Stored data:
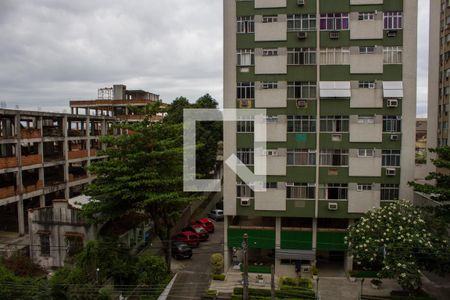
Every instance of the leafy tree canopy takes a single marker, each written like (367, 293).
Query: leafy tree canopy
(399, 239)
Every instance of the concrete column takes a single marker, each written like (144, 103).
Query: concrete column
(66, 157)
(20, 217)
(42, 201)
(277, 241)
(227, 256)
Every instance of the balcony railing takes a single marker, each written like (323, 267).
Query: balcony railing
(33, 187)
(6, 192)
(30, 160)
(78, 154)
(8, 162)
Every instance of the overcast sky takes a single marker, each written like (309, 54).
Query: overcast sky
(53, 51)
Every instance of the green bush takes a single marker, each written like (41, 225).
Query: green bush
(216, 261)
(220, 277)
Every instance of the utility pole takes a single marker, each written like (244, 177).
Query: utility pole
(272, 282)
(245, 269)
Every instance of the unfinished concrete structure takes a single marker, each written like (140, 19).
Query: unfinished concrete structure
(118, 102)
(43, 157)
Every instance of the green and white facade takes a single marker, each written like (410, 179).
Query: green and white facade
(338, 80)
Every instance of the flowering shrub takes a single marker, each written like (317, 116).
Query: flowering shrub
(398, 237)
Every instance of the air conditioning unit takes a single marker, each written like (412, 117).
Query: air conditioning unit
(245, 201)
(394, 137)
(302, 35)
(302, 103)
(333, 206)
(391, 171)
(392, 33)
(334, 35)
(392, 103)
(244, 103)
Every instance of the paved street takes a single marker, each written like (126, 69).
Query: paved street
(194, 274)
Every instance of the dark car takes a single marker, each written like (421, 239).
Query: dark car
(181, 250)
(216, 214)
(187, 237)
(206, 223)
(199, 230)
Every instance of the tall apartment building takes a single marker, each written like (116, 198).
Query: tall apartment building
(43, 157)
(338, 80)
(117, 102)
(439, 73)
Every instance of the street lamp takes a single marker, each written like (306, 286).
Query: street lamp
(97, 270)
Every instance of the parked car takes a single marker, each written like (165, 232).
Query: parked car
(216, 214)
(181, 250)
(199, 230)
(206, 223)
(188, 237)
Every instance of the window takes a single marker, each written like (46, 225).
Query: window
(366, 120)
(392, 19)
(245, 24)
(366, 84)
(366, 152)
(301, 124)
(243, 190)
(302, 90)
(269, 85)
(246, 125)
(301, 157)
(271, 185)
(363, 187)
(334, 21)
(270, 52)
(392, 124)
(270, 19)
(333, 191)
(391, 158)
(334, 157)
(366, 16)
(366, 49)
(335, 56)
(393, 55)
(300, 191)
(246, 155)
(245, 90)
(390, 192)
(304, 22)
(45, 244)
(334, 124)
(301, 56)
(245, 57)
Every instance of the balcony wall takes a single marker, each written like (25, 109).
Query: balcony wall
(8, 162)
(30, 160)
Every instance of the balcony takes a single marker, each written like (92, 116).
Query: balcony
(30, 133)
(8, 162)
(30, 160)
(77, 154)
(6, 192)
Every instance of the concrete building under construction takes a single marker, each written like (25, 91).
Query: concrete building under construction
(43, 157)
(118, 102)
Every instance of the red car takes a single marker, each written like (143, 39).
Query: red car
(188, 237)
(206, 223)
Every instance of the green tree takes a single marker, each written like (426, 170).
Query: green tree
(440, 191)
(143, 173)
(398, 238)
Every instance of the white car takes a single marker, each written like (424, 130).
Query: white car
(216, 214)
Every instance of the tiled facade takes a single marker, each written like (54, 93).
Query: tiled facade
(341, 111)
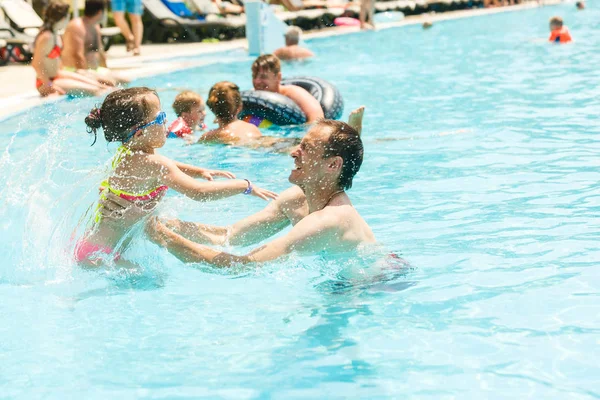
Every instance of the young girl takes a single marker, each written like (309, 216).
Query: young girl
(133, 117)
(46, 58)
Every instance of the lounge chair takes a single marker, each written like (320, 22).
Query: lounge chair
(22, 16)
(208, 7)
(179, 8)
(16, 46)
(164, 22)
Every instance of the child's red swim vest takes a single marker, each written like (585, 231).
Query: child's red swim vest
(561, 35)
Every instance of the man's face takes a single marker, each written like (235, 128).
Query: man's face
(309, 164)
(266, 80)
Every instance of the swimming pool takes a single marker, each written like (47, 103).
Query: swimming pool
(481, 170)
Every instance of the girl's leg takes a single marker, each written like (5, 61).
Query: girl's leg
(124, 27)
(78, 88)
(76, 76)
(138, 32)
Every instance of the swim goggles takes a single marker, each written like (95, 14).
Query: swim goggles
(161, 118)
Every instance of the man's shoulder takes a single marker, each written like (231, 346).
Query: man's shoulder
(75, 26)
(292, 194)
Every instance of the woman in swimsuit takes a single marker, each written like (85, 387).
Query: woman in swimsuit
(46, 59)
(133, 117)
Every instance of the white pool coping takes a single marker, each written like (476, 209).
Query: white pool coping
(19, 79)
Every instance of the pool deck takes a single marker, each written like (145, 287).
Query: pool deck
(18, 94)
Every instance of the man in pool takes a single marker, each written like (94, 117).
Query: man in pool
(291, 50)
(318, 207)
(266, 75)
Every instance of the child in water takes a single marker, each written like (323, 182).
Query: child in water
(190, 110)
(133, 117)
(225, 101)
(558, 32)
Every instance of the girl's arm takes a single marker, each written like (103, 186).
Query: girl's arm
(43, 46)
(177, 180)
(199, 172)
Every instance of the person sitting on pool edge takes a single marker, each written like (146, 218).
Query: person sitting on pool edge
(190, 110)
(50, 78)
(558, 32)
(292, 51)
(317, 207)
(266, 75)
(83, 50)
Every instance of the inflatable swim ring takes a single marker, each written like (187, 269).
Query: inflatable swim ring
(346, 21)
(263, 108)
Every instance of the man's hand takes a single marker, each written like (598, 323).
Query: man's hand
(48, 89)
(209, 174)
(263, 193)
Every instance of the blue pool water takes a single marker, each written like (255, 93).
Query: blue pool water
(481, 169)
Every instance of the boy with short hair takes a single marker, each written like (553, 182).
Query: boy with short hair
(190, 110)
(558, 32)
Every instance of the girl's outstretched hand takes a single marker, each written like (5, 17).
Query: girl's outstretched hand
(209, 174)
(263, 193)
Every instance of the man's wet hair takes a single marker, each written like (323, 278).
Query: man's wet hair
(93, 7)
(345, 142)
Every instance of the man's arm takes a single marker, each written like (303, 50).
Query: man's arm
(251, 230)
(75, 39)
(308, 104)
(101, 53)
(312, 234)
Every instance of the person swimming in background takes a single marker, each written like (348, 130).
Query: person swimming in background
(225, 101)
(190, 110)
(266, 75)
(50, 79)
(140, 175)
(291, 50)
(558, 32)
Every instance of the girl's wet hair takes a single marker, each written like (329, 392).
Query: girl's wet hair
(224, 100)
(54, 12)
(121, 111)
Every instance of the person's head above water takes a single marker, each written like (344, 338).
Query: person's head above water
(266, 73)
(94, 9)
(292, 36)
(556, 23)
(131, 116)
(55, 16)
(190, 106)
(330, 154)
(225, 101)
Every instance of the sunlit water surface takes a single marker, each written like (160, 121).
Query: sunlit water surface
(481, 169)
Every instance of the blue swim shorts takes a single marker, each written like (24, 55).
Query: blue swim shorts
(131, 6)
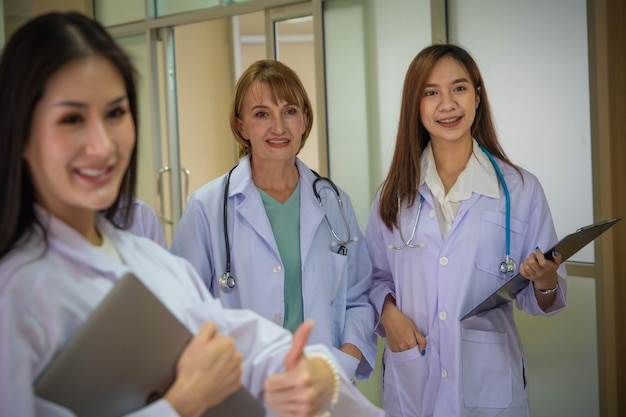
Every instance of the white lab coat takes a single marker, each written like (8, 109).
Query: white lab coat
(475, 367)
(334, 287)
(47, 293)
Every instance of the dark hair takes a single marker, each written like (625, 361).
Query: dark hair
(284, 84)
(412, 138)
(34, 53)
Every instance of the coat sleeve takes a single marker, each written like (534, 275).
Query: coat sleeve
(264, 346)
(382, 280)
(360, 316)
(541, 233)
(192, 240)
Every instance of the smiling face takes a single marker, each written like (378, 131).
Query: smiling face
(274, 129)
(81, 140)
(448, 104)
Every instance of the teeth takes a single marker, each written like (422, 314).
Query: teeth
(92, 172)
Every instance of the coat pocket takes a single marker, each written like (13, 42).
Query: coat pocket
(415, 379)
(492, 242)
(487, 375)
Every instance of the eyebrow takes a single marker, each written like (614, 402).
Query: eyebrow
(81, 105)
(457, 81)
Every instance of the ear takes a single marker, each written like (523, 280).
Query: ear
(242, 129)
(306, 121)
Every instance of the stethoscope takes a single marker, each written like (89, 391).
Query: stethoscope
(508, 266)
(227, 281)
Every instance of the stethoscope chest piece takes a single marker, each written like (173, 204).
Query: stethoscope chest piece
(508, 267)
(227, 282)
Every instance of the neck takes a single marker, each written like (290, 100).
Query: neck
(278, 180)
(83, 222)
(451, 159)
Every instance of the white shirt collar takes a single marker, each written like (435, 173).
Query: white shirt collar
(479, 176)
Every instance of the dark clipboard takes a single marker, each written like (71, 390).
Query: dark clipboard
(123, 357)
(567, 247)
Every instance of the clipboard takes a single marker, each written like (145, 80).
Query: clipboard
(567, 247)
(124, 357)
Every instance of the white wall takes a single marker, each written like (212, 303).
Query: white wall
(533, 57)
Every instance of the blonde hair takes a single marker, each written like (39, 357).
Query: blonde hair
(284, 85)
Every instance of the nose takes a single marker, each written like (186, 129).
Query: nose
(447, 101)
(278, 124)
(99, 139)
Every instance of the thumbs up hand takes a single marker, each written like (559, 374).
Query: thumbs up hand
(307, 384)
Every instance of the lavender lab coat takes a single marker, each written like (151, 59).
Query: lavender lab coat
(474, 367)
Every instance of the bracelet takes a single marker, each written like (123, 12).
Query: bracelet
(549, 290)
(335, 397)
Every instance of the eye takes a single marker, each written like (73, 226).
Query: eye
(117, 113)
(71, 119)
(291, 111)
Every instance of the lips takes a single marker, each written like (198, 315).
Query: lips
(95, 174)
(449, 122)
(278, 141)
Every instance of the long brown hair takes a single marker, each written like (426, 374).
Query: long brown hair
(412, 138)
(34, 53)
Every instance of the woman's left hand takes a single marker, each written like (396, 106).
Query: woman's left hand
(307, 384)
(540, 270)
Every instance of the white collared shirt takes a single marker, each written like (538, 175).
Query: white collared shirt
(479, 176)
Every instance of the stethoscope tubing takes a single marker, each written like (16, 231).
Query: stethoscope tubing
(507, 267)
(227, 281)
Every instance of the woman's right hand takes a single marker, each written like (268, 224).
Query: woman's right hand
(207, 372)
(402, 334)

▶ **Assignment**
Reproduce, with both ends included, the lines from the one holding "Query: stethoscope tubing" to the end of the records above.

▶ **Task output**
Query: stethoscope tubing
(507, 267)
(227, 281)
Every instance of the woman's right hand takes a single marker, each written like (268, 224).
Query: woman's right hand
(207, 372)
(402, 334)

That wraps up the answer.